Set task: Repeat the listing exactly as given, omitting every image.

=====

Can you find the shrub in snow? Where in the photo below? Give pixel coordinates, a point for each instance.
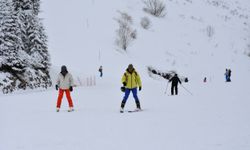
(156, 8)
(125, 33)
(145, 23)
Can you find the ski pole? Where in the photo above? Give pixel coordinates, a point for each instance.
(166, 88)
(186, 90)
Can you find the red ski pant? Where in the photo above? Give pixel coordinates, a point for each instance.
(60, 96)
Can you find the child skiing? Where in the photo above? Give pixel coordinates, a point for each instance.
(65, 84)
(175, 79)
(228, 75)
(131, 80)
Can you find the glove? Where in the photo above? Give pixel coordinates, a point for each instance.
(70, 88)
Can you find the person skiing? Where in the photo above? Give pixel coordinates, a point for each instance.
(64, 83)
(131, 80)
(228, 75)
(100, 70)
(175, 80)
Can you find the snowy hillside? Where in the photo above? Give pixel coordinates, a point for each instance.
(196, 38)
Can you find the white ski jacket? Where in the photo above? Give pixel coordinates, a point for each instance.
(65, 82)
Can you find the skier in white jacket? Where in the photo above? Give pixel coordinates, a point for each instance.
(65, 84)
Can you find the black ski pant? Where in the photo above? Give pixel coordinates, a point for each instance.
(174, 88)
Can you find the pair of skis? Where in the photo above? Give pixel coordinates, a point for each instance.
(131, 111)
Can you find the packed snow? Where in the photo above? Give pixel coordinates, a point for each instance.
(213, 116)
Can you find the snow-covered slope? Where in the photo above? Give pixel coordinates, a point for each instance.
(82, 35)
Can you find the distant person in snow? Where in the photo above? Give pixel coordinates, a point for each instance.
(175, 79)
(64, 83)
(100, 70)
(131, 80)
(228, 75)
(205, 79)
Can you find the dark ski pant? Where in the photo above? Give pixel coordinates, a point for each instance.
(174, 88)
(125, 98)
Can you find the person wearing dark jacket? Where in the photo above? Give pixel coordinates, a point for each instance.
(175, 80)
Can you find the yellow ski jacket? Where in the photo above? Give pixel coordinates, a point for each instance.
(132, 80)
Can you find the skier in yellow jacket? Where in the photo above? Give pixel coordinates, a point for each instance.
(131, 80)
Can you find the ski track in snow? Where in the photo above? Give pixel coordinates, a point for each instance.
(216, 117)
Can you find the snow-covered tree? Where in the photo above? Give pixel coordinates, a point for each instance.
(125, 33)
(12, 61)
(24, 56)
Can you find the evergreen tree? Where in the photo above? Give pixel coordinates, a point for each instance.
(24, 56)
(12, 59)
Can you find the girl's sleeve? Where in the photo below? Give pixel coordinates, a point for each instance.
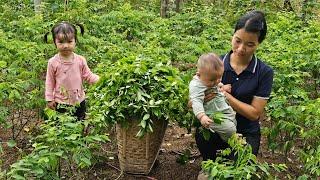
(50, 83)
(87, 75)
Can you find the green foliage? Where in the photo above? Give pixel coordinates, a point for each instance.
(245, 165)
(140, 88)
(61, 140)
(124, 37)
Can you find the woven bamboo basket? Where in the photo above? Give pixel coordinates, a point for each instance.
(137, 155)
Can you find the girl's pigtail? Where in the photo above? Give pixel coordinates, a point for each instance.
(45, 37)
(81, 28)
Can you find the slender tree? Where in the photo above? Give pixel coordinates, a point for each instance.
(287, 5)
(37, 7)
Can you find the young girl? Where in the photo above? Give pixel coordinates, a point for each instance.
(66, 71)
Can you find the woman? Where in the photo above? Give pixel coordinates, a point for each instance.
(248, 82)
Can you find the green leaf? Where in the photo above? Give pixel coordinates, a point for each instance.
(11, 143)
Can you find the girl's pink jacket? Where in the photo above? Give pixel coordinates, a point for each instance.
(64, 80)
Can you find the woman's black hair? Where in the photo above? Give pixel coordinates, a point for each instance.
(64, 28)
(254, 22)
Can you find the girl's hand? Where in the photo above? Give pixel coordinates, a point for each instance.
(51, 105)
(205, 121)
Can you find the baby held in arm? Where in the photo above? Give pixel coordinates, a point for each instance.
(216, 114)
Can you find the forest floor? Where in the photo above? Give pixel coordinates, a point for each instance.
(175, 142)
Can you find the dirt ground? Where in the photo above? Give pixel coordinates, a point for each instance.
(175, 142)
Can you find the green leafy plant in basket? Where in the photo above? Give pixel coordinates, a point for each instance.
(140, 88)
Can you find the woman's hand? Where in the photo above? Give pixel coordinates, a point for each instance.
(206, 121)
(208, 95)
(51, 105)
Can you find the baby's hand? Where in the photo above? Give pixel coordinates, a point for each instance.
(226, 88)
(206, 121)
(51, 105)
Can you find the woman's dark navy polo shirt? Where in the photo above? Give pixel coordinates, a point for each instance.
(255, 80)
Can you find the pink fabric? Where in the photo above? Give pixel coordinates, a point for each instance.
(64, 80)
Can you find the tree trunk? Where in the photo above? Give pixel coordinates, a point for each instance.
(164, 8)
(37, 6)
(178, 5)
(287, 5)
(304, 11)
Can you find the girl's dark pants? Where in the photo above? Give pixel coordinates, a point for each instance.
(208, 149)
(80, 112)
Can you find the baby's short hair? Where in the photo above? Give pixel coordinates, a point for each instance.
(210, 62)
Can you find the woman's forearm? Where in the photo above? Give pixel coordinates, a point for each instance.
(251, 111)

=====

Answer below:
Can you find the shrub in snow? Where in the photo below? Give pixel coordinates, a point for each instance.
(156, 8)
(125, 33)
(145, 23)
Can you find the ski pole? Where in the photo above? Give pixel coordinates, a point for each instance.
(166, 88)
(186, 90)
Can you find the red ski pant? Where in the photo above? Give pixel coordinates, a point for each instance.
(60, 96)
Can you find the child skiing? Where in the photo above? Give pixel coordinates, a point for each instance.
(65, 84)
(175, 79)
(228, 75)
(131, 80)
Can you find the glove? Where in the photo above? Give pixel coordinates, a point for each instance.
(70, 88)
Can you find the person skiing? Where in the photo above? Give pixel coordinates, a point for each instance.
(64, 83)
(131, 80)
(228, 75)
(100, 70)
(175, 80)
Can you find the snowy hillside? Where in the photo above? Give pixel coordinates, a point for each instance.
(196, 38)
Can you find the white ski jacket? Where in the photo above? Give pixel coordinates, a point for each instance.
(65, 82)
Can you find the skier in white jacket? Where in the photo above? Give pixel coordinates, a point for each instance.
(65, 84)
Can you find the black ski pant? Where in the photo above? Give pixel coordinates, a point for each instance.
(174, 88)
Can you find the pair of skis? Where in the photo above? Give pixel coordinates, a point for each instance.
(131, 111)
Can you find the packed snow? Where in the photo above? Give pixel coordinates, a point for each instance.
(213, 116)
Can you find the snow-covered slope? Where in the photo above? Give pixel coordinates, a point for each instance.
(82, 35)
Can you find the distant person in snow? Where in the photo above? Give pixel coordinates, a point for each instance.
(175, 79)
(64, 83)
(100, 70)
(131, 80)
(228, 75)
(205, 79)
Can you find the dark ski pant? Where in the photo above? Give pixel coordinates, a point for each instance.
(174, 88)
(125, 98)
Can you find the person wearing dark jacket? Where in the photo above? Give pixel coordinates, a point for each instance.
(175, 80)
Can you find the yellow ski jacket? Where in the photo above? Give pixel coordinates, a point for each instance.
(132, 80)
Can you find the skier in yellow jacket? Where in the photo above? Give pixel coordinates, a point for each instance.
(131, 80)
Can you find the ski track in snow? Where in the photo above? Give pixel coordinates, a point for each instance.
(216, 117)
Can you find the snow-covered tree? Where in the photo above? Give pixel coordinates, a point for each instance.
(125, 33)
(12, 61)
(24, 56)
Can you find the evergreen tree? Where in the photo above? Give pixel coordinates, a point for each instance.
(24, 56)
(12, 59)
Can you find the girl's sleeve? Where in the photo below? Give pixel coordinates, a point for each instance.
(50, 83)
(87, 75)
Can you find the green foliage? Where in the photo above? Give pixel coordinates, a point for each instance.
(245, 165)
(140, 88)
(61, 140)
(124, 37)
Can you find the woven bamboo basket? Where in the photo above? Give pixel coordinates, a point for each instance.
(137, 155)
Can you find the girl's pigtail? Where in the photo above? Give pixel coordinates, a point for each instance.
(45, 37)
(81, 28)
Can you find the slender tree? Where in the photo above? Give pixel coordinates, a point for each instance.
(287, 5)
(37, 7)
Can you find the young girl? Where in the photo above? Give pixel coordinates, a point for each instance.
(66, 71)
Can you find the woman? Where in the photo above? Give pixel coordinates, a point for each instance.
(248, 82)
Can you find the green leaf? Where in the photo above? Give pixel coordinates, a point for each instance.
(11, 143)
Can you find the girl's pink jacket? Where in the photo above? Give pixel coordinates, a point for each instance.
(64, 80)
Can you find the woman's black hair? Where in the photo above? Give pixel coordinates, a point for each instance.
(64, 28)
(254, 22)
Can you find the girl's hand? Where in the photo above? Give pixel coordinates, a point for each instance.
(51, 105)
(205, 121)
Can you find the baby held in arm? Where in the photo above? Give pixel coordinates, a point for each instance.
(216, 114)
Can you find the forest floor? Where in the photo above? Give pixel coordinates, a point for each instance.
(175, 142)
Can you find the dirt ground? Where in the photo above? Give pixel coordinates, a point for each instance.
(175, 142)
Can you find the green leafy plant in basket? Where in the photo above? Give pixel coordinates, a point for each instance.
(140, 88)
Can you find the woman's hand? Where in the photo above? Give pixel coordinates, a point for each instance.
(206, 121)
(208, 95)
(51, 105)
Can you find the baby's hand? Where in the photo above? Give pixel coordinates, a point for each instance.
(226, 88)
(206, 121)
(51, 105)
Can you find the woman's dark navy polo shirt? Where in the photo above? Give pixel coordinates, a point for each instance.
(255, 80)
Can you find the pink fabric? Where in the photo above? Give pixel coordinates, a point for each instance.
(64, 80)
Can you find the tree trunk? Where in the photo above? Give pixel coordinates, a point for each instance.
(164, 8)
(37, 6)
(178, 5)
(287, 5)
(304, 11)
Can you find the girl's dark pants? Where in the photo above? Give pixel coordinates, a point for each instance.
(208, 149)
(80, 112)
Can you find the baby's short hair? Where in the photo above? Give pixel coordinates, a point for each instance.
(210, 62)
Can you find the woman's forearm? Where in the photo above? Give pixel coordinates, a point for each instance.
(251, 111)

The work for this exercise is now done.